Most of the key players in Washington are currently incapable of looking at sexual misconduct accusations through anything other than the lens of their own political interests. So you have GOP congressional leaders urging Moore to drop out of the race because they believe his accusers. Of course they never wanted the albatross of Roy Moore in the Senate in the first place, and are worried about the adverse consequences a pederast senator might have on the 2018 elections. Yet, this same crew of Republican leaders remains perpetually silent on the sexual misconduct accusations made by 16 women against Donald Trump. Meanwhile, the Donald is rooting for Moore to win the December 12 election because “we don’t need another liberal person in there.”

This issue was easier to deal with six weeks ago when the only culprit was Hollywood mogul Harvey Weinstein. There was such moral clarity then. The evidence was as overwhelming as it was sickening. The guy made a career out of forcing himself on hundreds of women. Police in multiple jurisdictions are pursing possible rape charges (here, here and here). For those inclined to view morality through a binary lens of black and white, good and evil, Harvey was pure black and evil.

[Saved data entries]

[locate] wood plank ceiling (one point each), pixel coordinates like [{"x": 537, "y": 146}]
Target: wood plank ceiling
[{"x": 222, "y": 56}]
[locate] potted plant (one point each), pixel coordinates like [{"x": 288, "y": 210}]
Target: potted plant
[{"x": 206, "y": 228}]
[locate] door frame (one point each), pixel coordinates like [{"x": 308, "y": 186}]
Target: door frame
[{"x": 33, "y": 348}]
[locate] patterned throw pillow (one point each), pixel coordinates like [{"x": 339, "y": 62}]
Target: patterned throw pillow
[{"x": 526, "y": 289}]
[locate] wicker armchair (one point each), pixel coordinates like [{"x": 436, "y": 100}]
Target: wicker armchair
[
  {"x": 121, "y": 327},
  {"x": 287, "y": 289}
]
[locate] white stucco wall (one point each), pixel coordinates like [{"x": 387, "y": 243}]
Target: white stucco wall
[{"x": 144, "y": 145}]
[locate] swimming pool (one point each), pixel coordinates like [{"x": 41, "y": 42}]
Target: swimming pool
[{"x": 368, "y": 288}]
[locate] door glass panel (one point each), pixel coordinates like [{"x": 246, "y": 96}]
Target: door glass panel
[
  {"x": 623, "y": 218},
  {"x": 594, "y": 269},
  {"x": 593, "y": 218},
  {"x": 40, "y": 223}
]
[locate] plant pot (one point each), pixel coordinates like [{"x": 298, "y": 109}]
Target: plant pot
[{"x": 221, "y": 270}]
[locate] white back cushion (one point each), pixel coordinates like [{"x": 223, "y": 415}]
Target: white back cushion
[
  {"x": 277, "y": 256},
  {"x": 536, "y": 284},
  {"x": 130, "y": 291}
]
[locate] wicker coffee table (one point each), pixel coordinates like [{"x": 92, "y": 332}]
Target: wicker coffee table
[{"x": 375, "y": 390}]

> **Task**
In the excerpted passage, how many women have made sexual misconduct accusations against Donald Trump?

> **Result**
16 women.